1.23 bouwperceelgrens

de grens van een bouwperceel;

1.24 bouwvlak

een geometrisch bepaald vlak, waarmee gronden zijn aangeduid, waar ingevolge de regels bepaalde gebouwen en bouwwerken geen gebouwen zijnde, zijn toegelaten;

1.25 bouwwerk

elke constructie van enige omvang van hout, steen, metaal of ander materiaal, die hetzij direct of indirect met de grond verbonden is, hetzij direct of indirect steun vindt in of op de grond;

1.26 eiland

land dat aan alle zijden door water is omringd;

1.27 erf

onbebouwd gedeelte van een bouwperceel;

1.28 erker

Een erker is een ruimte, in plattegrond trapeziumvormig, rechthoekig of halfrond, als uitbreiding van een ruimte of ander vertrek in een gebouw, die buiten de gevel uitsteekt en in open verbinding staat met het bedoelde vertrek;

1.29 gebouw

elk bouwwerk, dat een voor mensen toegankelijke, overdekte, geheel of gedeeltelijk met wanden omsloten ruimte vormt;

1.30 geluidgevoelig object

gebouwen welke dienen ter bewoning of ten behoeve van een andere geluidsgevoelige functie als bedoeld in de Wet geluidhinder;

1.31 geschakelde woningen

woningen waarvan de hoofdgebouwen door middel van bijbehorende bouwwerken met elkaar verbonden zijn;

1.32 geurgevoelig object

gebouw, bestemd voor en blijkens aard, indeling en inrichting geschikt om te worden gebruikt voor menselijk wonen of menselijk verblijf en die daarvoor permanent of een daarmee vergelijkbare wijze wordt gebruikt als bedoeld in de Wet geurhinder en veehouderij.

********************

▸ Jouw opdrachten:
[1] Herschrijf het tekstfragment van "gebouwen welke dienen" tot en met "geurhinder en veehouderij.", met "permanent" vervangen door "duurzaam".
[2] Beantwoord de volgende vragen over het tekstfragment.
(a) Hoe wordt een eiland omschreven?
(b) Welk begrip staat voor het onbebouwde gedeelte van een bouwperceel?
(c) Welke vormen kan een erker in plattegrond hebben?

▸ Vastgelegde gegevens:
********************

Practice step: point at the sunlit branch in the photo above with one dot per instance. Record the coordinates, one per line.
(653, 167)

********************

▸ Eindresultaten:
[1]
gebouwen welke dienen ter bewoning of ten behoeve van een andere geluidsgevoelige functie als bedoeld in de Wet geluidhinder;

1.31 geschakelde woningen

woningen waarvan de hoofdgebouwen door middel van bijbehorende bouwwerken met elkaar verbonden zijn;

1.32 geurgevoelig object

gebouw, bestemd voor en blijkens aard, indeling en inrichting geschikt om te worden gebruikt voor menselijk wonen of menselijk verblijf en die daarvoor duurzaam of een daarmee vergelijkbare wijze wordt gebruikt als bedoeld in de Wet geurhinder en veehouderij.

[2]
(a) Als land dat aan alle zijden door water is omringd.
(b) Erf.
(c) Trapeziumvormig, rechthoekig of halfrond.